Instructions to follow.
Using "window" as the search string, find the matching lines below and copy them.

'''

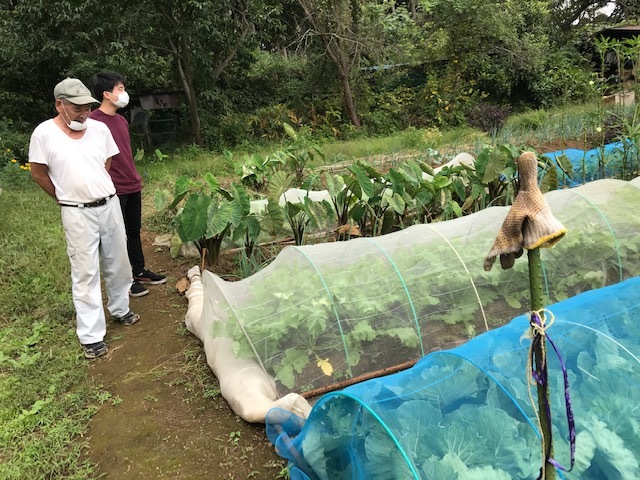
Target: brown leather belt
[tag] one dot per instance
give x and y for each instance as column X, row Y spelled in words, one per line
column 97, row 203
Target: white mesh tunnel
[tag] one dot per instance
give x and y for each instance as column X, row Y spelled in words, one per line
column 323, row 314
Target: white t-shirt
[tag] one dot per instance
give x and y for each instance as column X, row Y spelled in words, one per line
column 76, row 167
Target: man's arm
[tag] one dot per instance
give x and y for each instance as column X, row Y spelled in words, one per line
column 40, row 174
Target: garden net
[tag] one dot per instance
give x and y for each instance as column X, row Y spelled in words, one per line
column 326, row 315
column 467, row 413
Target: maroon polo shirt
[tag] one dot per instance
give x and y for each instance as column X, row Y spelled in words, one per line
column 123, row 171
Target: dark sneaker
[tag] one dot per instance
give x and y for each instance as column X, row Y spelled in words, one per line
column 129, row 319
column 137, row 289
column 95, row 350
column 150, row 278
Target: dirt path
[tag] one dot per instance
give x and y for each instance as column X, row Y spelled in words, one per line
column 162, row 415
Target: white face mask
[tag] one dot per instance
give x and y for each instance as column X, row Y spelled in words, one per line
column 123, row 100
column 74, row 124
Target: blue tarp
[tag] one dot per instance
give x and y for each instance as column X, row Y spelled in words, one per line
column 608, row 161
column 466, row 413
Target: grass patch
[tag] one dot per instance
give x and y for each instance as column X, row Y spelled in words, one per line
column 45, row 399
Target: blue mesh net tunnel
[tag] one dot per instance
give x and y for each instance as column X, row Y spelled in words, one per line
column 466, row 413
column 320, row 316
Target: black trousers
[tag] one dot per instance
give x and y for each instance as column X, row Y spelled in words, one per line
column 131, row 205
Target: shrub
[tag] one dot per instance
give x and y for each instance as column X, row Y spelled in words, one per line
column 488, row 117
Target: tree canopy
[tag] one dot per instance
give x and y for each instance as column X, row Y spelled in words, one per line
column 331, row 65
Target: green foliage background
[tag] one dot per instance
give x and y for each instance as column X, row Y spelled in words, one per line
column 245, row 67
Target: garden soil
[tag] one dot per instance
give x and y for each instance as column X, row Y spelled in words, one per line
column 162, row 415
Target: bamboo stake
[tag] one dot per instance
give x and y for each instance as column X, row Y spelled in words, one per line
column 361, row 378
column 539, row 352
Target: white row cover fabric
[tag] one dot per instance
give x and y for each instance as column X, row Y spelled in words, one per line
column 248, row 389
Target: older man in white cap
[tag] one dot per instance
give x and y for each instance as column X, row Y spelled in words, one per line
column 70, row 156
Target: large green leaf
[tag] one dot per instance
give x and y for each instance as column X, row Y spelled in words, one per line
column 316, row 212
column 550, row 180
column 241, row 198
column 161, row 199
column 496, row 164
column 396, row 201
column 397, row 182
column 212, row 182
column 192, row 223
column 363, row 180
column 279, row 183
column 219, row 217
column 290, row 131
column 274, row 218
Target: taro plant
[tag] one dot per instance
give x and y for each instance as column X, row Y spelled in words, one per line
column 208, row 213
column 299, row 215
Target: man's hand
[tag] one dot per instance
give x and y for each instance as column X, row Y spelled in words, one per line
column 40, row 174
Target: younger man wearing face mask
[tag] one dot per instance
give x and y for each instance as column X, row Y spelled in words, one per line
column 70, row 156
column 109, row 89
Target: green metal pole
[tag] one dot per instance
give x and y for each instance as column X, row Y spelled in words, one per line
column 544, row 406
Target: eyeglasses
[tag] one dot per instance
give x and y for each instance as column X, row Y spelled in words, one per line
column 76, row 108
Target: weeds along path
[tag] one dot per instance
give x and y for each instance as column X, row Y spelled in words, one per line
column 162, row 415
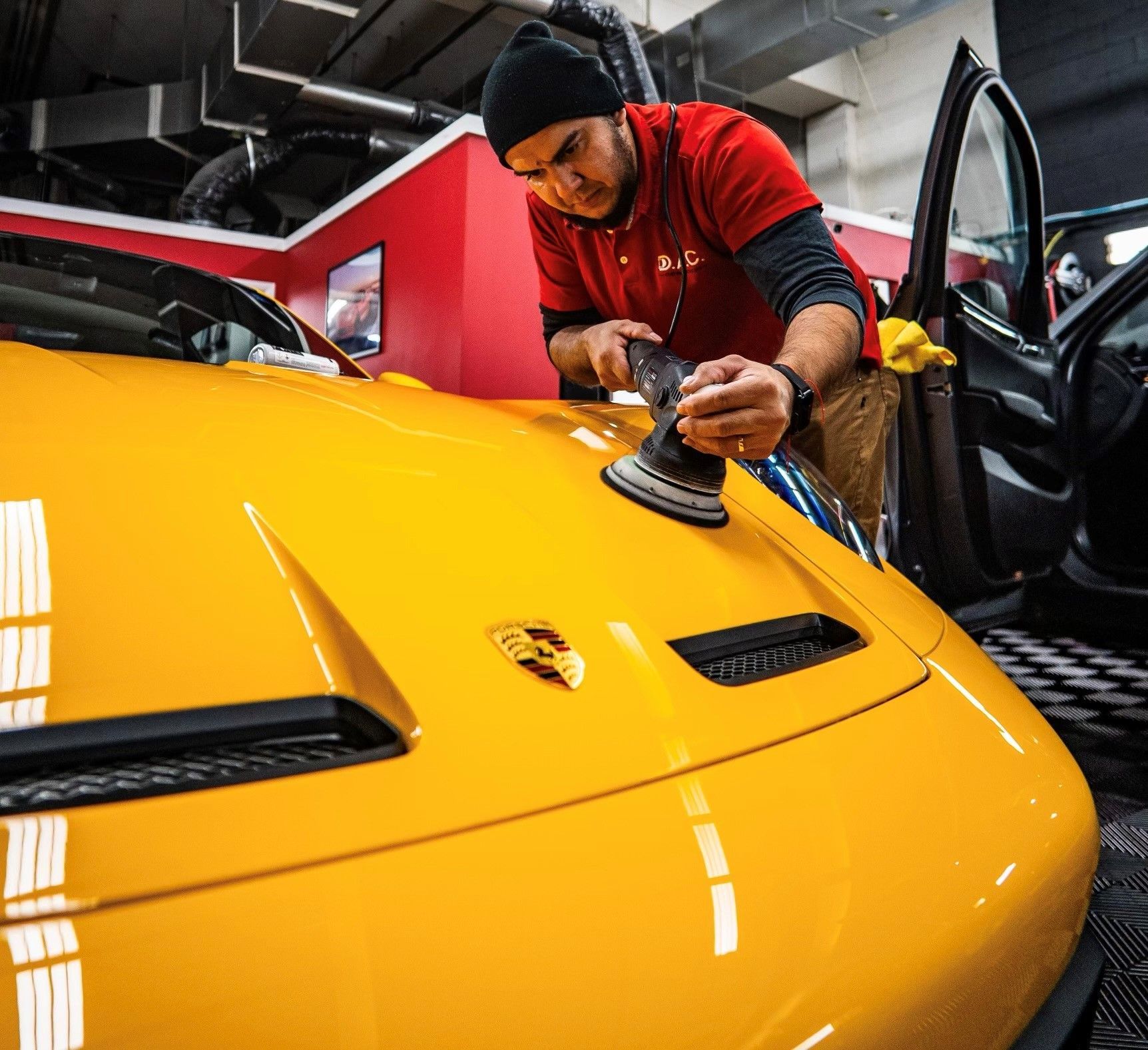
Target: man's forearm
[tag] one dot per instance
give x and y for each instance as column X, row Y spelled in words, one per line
column 569, row 356
column 821, row 344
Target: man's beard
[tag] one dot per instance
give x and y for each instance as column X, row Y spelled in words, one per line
column 627, row 174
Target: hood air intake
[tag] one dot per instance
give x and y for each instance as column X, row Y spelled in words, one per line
column 82, row 763
column 743, row 655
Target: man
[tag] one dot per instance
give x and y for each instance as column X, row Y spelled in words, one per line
column 773, row 306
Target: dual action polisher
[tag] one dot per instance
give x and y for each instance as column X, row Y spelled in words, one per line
column 665, row 474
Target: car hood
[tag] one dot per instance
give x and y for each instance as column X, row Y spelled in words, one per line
column 196, row 536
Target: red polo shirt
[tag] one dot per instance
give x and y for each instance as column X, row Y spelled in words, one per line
column 730, row 178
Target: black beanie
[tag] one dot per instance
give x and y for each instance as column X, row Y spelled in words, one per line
column 537, row 82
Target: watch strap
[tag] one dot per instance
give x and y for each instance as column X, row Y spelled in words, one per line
column 802, row 398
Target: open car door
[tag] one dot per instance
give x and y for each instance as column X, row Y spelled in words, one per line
column 982, row 496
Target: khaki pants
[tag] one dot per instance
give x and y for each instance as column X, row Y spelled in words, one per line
column 850, row 448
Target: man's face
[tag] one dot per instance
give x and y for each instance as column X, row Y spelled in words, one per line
column 585, row 168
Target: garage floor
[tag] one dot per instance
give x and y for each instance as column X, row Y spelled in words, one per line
column 1097, row 698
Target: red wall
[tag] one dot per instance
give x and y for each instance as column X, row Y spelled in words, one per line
column 228, row 260
column 459, row 287
column 461, row 292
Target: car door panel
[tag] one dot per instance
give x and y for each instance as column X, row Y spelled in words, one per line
column 990, row 503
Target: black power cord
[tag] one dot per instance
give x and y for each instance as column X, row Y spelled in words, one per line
column 669, row 222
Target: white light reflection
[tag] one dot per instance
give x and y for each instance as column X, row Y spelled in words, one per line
column 1009, row 739
column 49, row 987
column 25, row 658
column 816, row 1037
column 20, row 714
column 49, row 997
column 724, row 918
column 694, row 798
column 590, row 439
column 25, row 583
column 713, row 856
column 655, row 688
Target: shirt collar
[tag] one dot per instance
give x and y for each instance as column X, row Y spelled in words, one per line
column 649, row 153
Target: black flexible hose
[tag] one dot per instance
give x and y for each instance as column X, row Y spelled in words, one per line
column 618, row 44
column 222, row 182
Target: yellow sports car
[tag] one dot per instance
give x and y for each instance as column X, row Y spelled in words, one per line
column 348, row 714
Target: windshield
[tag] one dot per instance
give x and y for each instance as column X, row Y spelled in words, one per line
column 66, row 296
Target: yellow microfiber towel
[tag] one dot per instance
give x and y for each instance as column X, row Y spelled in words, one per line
column 906, row 347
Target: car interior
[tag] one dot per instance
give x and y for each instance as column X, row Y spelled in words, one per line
column 105, row 302
column 1116, row 443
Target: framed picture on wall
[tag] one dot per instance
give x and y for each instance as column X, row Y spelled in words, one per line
column 355, row 303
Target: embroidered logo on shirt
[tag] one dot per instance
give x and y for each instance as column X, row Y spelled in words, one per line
column 666, row 263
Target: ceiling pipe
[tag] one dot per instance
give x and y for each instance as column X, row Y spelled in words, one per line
column 393, row 111
column 618, row 41
column 236, row 174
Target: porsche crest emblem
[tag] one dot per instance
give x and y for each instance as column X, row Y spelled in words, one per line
column 536, row 647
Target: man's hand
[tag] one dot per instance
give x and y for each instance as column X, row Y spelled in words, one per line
column 753, row 403
column 596, row 354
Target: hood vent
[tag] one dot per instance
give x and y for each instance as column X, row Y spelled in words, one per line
column 743, row 655
column 82, row 763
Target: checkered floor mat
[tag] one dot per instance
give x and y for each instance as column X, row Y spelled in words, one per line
column 1097, row 699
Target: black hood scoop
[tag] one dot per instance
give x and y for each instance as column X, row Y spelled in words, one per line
column 107, row 760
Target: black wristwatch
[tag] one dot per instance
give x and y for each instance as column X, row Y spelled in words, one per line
column 802, row 399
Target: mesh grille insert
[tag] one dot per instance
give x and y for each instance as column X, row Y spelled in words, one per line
column 744, row 655
column 81, row 763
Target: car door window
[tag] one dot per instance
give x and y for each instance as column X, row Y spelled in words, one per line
column 989, row 230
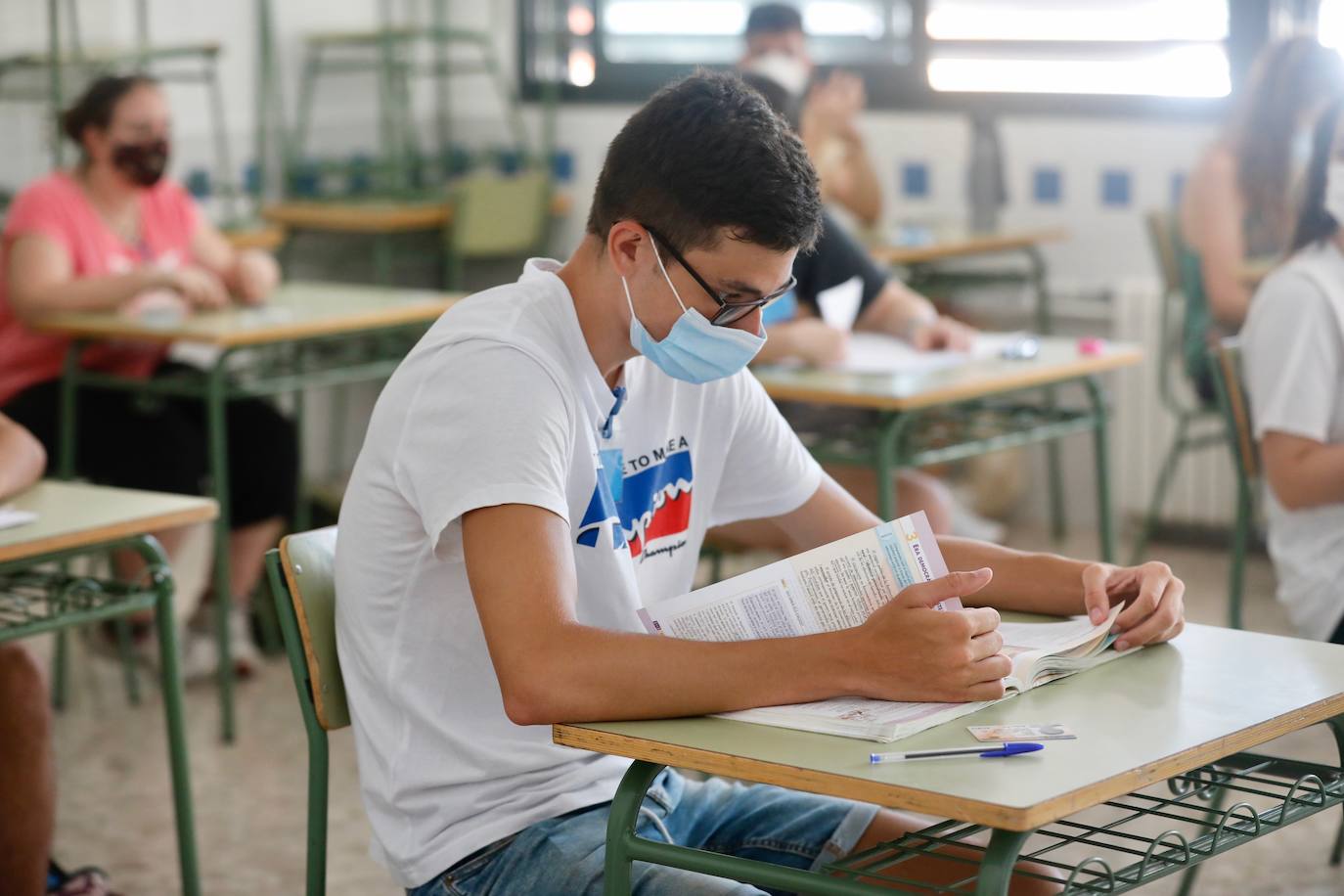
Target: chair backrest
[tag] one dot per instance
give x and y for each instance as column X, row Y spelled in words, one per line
column 304, row 586
column 1226, row 367
column 1161, row 234
column 500, row 216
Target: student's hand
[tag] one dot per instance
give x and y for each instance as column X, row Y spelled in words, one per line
column 908, row 650
column 1154, row 607
column 832, row 108
column 200, row 287
column 257, row 276
column 942, row 334
column 816, row 341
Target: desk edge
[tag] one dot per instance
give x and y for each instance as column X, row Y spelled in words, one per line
column 920, row 801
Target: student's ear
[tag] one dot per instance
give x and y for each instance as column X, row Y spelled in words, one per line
column 624, row 244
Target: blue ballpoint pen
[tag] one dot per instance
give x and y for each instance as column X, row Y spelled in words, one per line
column 1006, row 749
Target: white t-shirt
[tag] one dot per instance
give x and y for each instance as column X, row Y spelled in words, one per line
column 502, row 403
column 1293, row 356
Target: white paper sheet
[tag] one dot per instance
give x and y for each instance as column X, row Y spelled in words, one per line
column 839, row 305
column 880, row 353
column 11, row 516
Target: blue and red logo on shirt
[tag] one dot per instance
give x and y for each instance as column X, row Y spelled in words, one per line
column 650, row 503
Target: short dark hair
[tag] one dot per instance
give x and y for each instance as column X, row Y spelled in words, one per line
column 706, row 154
column 773, row 18
column 1314, row 222
column 783, row 103
column 94, row 107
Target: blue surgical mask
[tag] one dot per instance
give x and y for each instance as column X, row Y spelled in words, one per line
column 695, row 351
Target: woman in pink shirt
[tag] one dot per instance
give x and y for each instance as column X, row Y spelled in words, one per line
column 114, row 234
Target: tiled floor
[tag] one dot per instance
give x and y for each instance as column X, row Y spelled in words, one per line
column 114, row 801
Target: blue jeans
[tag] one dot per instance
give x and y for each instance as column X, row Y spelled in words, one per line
column 563, row 856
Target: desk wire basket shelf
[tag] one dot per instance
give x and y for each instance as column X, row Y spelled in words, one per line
column 1128, row 841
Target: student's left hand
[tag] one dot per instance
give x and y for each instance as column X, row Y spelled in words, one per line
column 942, row 334
column 257, row 276
column 1154, row 607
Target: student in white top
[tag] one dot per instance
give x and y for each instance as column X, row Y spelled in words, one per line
column 552, row 453
column 1293, row 357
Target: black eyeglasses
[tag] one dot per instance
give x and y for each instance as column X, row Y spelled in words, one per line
column 729, row 312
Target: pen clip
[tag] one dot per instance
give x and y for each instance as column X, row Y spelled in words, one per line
column 1010, row 749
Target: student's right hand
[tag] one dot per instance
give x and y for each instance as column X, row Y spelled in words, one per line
column 908, row 650
column 816, row 341
column 200, row 287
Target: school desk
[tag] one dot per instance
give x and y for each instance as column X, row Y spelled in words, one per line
column 1160, row 777
column 308, row 335
column 38, row 593
column 955, row 413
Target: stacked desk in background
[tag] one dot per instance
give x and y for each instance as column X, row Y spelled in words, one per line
column 1179, row 713
column 933, row 265
column 306, row 335
column 955, row 413
column 38, row 596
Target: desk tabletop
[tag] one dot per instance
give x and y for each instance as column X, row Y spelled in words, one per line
column 72, row 515
column 963, row 244
column 1140, row 720
column 377, row 215
column 298, row 309
column 1059, row 360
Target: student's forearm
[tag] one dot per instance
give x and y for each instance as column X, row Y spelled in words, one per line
column 592, row 675
column 897, row 312
column 22, row 458
column 1304, row 473
column 1024, row 582
column 86, row 293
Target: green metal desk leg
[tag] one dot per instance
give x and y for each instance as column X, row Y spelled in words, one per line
column 216, row 428
column 173, row 716
column 1045, row 326
column 1240, row 535
column 1337, row 727
column 887, row 461
column 383, row 258
column 1105, row 521
column 301, row 507
column 65, row 470
column 620, row 825
column 996, row 868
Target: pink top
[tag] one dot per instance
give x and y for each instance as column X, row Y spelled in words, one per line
column 58, row 208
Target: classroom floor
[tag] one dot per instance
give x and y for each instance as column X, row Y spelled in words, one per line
column 114, row 802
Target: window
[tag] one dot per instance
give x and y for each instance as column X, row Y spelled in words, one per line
column 625, row 49
column 1117, row 47
column 1125, row 57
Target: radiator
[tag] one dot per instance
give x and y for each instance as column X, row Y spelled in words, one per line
column 1203, row 492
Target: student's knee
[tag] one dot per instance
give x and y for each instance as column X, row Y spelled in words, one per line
column 23, row 688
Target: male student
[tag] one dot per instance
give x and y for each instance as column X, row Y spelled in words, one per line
column 829, row 109
column 550, row 456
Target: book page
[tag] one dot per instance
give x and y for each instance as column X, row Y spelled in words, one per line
column 836, row 586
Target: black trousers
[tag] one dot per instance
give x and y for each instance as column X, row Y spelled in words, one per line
column 158, row 443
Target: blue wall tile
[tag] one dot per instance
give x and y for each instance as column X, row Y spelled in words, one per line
column 1114, row 188
column 1178, row 187
column 915, row 180
column 1048, row 186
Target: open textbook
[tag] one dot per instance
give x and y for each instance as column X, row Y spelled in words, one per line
column 837, row 586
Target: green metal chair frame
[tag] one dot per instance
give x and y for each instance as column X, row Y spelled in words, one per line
column 304, row 586
column 1192, row 420
column 496, row 218
column 1230, row 387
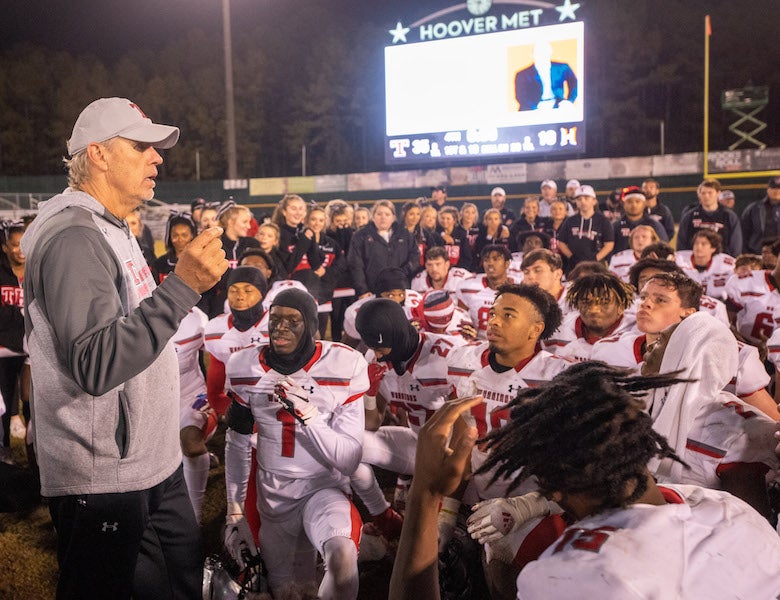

'''

Response.
Target: car door window
Target: window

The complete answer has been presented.